> _Document excerpt_
━━━━━━━━━━━━━━━━━━━━━━━━━━━━━━

NYTimes has an excellent factual report, quoted here, but read the original to benefit from links:
Justice Dept. Moves to Void Stevens Case
By NEIL A. LEWIS - Published: April 1, 2009
WASHINGTON — The Justice Department moved on Wednesday to drop all charges against former Senator Ted Stevens of Alaska, who lost his seat last year just days after being convicted on seven felony counts of ethics violations.
The case was one of the most high profile and bitterly fought in a string of corruption investigations into current and former members of Congress. But Justice Department lawyers told a federal court Wednesday that they had discovered a new instance of prosecutorial misconduct, on top of earlier disclosures that had raised questions about the way the case was handled, and asked that the convictions be voided.
The attorney general, Eric H. Holder Jr., said he would not seek a new trial.
The collapse of the Stevens case was a profound embarrassment for the Justice Department, and it raised troubling issues about the integrity of the actions of prosecutors who wield enormous power over people they investigate. Mr. Stevens’s case was handled by senior officials of the department’s Public Integrity Section, which handles official corruption cases.
Mr. Holder, himself a former prosecutor and judge, noted that the department’s Office of Professional Responsibility was conducting a review of the prosecutors’ conduct, raising the possibility that some of those who tried Mr. Stevens on ethics charges could themselves now face ethics charges.
Mr. Stevens said in a statement: “I always knew that there would be a day when the cloud that surrounded me would be removed. That day has finally come. It is unfortunate that an election was affected by proceedings now recognized as unfair.”
Mr. Stevens was charged in July with lying on Senate disclosure forms by concealing an estimated $250,000 worth of goods and services he received, mostly to renovate a chalet he owned in Alaska. Prosecutors said he had received the bulk of the goods and services from Bill Allen, a longtime friend who had made a fortune by providing services to Alaska’s booming oil industry.

━━━━━━━━━━━━━━━━━━━━━━━━━━━━━━

> _Data listing_
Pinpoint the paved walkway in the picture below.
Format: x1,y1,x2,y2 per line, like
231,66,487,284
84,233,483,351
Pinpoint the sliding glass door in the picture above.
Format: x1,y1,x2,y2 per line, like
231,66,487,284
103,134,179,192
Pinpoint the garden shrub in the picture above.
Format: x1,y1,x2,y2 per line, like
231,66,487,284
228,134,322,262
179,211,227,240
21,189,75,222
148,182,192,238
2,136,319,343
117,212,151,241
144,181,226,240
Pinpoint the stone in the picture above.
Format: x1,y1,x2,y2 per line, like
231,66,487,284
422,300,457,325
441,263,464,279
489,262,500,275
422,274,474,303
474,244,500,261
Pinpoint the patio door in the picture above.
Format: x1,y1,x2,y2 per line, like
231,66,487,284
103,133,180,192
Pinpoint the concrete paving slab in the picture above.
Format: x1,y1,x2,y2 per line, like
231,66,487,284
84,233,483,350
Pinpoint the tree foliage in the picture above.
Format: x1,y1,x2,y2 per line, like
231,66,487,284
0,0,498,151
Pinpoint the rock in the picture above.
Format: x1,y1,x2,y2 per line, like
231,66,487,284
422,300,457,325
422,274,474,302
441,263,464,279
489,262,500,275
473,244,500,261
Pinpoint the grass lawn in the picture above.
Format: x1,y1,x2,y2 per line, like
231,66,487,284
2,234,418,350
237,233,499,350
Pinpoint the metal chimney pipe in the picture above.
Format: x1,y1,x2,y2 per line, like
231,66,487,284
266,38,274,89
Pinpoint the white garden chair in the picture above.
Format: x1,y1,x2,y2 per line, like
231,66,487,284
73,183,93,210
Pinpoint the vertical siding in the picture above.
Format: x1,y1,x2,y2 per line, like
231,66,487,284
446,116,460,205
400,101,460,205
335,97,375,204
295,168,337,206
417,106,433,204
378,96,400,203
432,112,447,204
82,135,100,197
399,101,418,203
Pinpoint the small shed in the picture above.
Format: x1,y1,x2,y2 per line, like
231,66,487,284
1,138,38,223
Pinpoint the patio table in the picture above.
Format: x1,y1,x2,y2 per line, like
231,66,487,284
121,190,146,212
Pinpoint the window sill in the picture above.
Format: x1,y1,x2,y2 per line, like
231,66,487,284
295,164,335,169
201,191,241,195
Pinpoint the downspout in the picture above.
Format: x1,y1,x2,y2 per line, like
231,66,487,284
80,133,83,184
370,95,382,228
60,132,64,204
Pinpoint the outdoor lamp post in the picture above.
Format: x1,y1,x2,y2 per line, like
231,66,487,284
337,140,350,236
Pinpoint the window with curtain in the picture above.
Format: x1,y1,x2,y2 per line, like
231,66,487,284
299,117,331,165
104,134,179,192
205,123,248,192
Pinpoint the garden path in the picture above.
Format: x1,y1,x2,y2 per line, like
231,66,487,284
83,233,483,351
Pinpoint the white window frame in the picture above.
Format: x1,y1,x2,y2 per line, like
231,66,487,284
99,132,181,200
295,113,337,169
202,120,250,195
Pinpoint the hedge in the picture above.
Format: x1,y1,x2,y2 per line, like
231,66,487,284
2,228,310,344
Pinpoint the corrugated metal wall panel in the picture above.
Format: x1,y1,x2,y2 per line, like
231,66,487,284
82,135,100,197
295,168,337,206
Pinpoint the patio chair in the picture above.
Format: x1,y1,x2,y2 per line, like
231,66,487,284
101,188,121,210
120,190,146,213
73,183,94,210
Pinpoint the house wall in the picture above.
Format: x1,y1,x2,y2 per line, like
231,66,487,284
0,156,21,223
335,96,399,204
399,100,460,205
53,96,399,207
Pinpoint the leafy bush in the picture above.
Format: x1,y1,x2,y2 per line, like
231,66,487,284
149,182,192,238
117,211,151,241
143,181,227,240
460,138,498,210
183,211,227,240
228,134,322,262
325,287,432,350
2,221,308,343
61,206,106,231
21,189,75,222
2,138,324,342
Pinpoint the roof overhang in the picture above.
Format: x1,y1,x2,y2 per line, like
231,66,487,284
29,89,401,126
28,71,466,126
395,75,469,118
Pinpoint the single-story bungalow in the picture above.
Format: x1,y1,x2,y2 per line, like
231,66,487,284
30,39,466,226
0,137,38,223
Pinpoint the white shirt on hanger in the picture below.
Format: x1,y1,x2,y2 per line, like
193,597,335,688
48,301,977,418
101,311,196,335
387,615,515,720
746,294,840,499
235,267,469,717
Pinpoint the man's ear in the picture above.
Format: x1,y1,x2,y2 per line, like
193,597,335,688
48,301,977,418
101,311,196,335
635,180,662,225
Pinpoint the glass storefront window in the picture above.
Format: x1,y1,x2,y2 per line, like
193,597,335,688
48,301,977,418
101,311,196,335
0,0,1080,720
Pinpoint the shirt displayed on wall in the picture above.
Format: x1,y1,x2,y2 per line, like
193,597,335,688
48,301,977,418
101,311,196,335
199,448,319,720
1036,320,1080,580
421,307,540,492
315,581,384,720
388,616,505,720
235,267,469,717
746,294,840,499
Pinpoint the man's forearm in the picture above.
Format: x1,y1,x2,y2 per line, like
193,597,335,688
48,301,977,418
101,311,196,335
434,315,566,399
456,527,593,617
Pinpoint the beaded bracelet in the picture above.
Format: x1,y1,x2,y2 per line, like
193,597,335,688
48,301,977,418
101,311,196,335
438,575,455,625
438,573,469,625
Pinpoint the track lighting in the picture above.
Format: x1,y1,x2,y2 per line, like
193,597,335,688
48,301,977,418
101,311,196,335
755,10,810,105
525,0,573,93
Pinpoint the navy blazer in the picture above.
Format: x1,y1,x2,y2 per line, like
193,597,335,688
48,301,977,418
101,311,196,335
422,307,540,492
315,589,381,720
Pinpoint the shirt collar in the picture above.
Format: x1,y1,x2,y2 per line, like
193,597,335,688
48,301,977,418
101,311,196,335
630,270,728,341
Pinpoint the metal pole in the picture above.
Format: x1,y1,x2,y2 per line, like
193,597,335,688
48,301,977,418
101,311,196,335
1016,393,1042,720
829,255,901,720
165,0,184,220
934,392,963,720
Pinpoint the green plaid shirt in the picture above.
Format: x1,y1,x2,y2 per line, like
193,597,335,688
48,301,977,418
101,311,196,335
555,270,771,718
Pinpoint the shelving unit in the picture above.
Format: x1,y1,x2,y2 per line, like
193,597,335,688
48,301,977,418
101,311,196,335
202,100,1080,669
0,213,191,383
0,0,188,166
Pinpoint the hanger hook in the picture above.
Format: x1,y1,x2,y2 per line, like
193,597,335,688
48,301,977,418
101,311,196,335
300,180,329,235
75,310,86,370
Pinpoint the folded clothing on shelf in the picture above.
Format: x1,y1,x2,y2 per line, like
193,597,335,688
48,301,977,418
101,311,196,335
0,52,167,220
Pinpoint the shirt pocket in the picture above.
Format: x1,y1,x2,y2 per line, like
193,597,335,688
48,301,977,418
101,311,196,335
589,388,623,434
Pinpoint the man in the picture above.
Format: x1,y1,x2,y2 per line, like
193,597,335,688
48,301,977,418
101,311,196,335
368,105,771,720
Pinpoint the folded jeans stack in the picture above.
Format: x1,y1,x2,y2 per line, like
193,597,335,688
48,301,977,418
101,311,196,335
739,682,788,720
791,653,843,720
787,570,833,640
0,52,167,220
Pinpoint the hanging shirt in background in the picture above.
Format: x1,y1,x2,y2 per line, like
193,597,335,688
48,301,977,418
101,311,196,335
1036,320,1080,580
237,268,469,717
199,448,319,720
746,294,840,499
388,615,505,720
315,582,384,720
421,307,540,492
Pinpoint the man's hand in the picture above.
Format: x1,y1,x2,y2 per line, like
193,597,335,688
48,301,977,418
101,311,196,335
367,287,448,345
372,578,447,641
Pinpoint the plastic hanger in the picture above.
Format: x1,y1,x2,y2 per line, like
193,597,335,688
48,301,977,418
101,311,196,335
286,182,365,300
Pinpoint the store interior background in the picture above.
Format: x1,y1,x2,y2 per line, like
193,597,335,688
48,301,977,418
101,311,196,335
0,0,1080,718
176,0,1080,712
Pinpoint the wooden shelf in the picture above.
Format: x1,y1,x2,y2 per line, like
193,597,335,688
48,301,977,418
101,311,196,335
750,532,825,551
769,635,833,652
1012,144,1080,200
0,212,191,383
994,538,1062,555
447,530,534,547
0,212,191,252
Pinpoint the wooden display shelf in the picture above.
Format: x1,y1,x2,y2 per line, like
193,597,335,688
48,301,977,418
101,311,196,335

━━━━━━━━━━━━━━━━━━━━━━━━━━━━━━

> _Work to do_
• 1. Please echo the part of the Stevens case report from "NYTimes has an" to "of ethics violations.".
• 2. Answer these about the Stevens case report:
(a) On how many felony counts was Ted Stevens convicted?
(b) Who is the attorney general named?
(c) What was the estimated value of the goods and services Stevens was charged with concealing?

> _The solutions_
• 1.
NYTimes has an excellent factual report, quoted here, but read the original to benefit from links:
Justice Dept. Moves to Void Stevens Case
By NEIL A. LEWIS - Published: April 1, 2009
WASHINGTON — The Justice Department moved on Wednesday to drop all charges against former Senator Ted Stevens of Alaska, who lost his seat last year just days after being convicted on seven felony counts of ethics violations.

• 2.
(a) Seven.
(b) Eric H. Holder Jr.
(c) $250,000.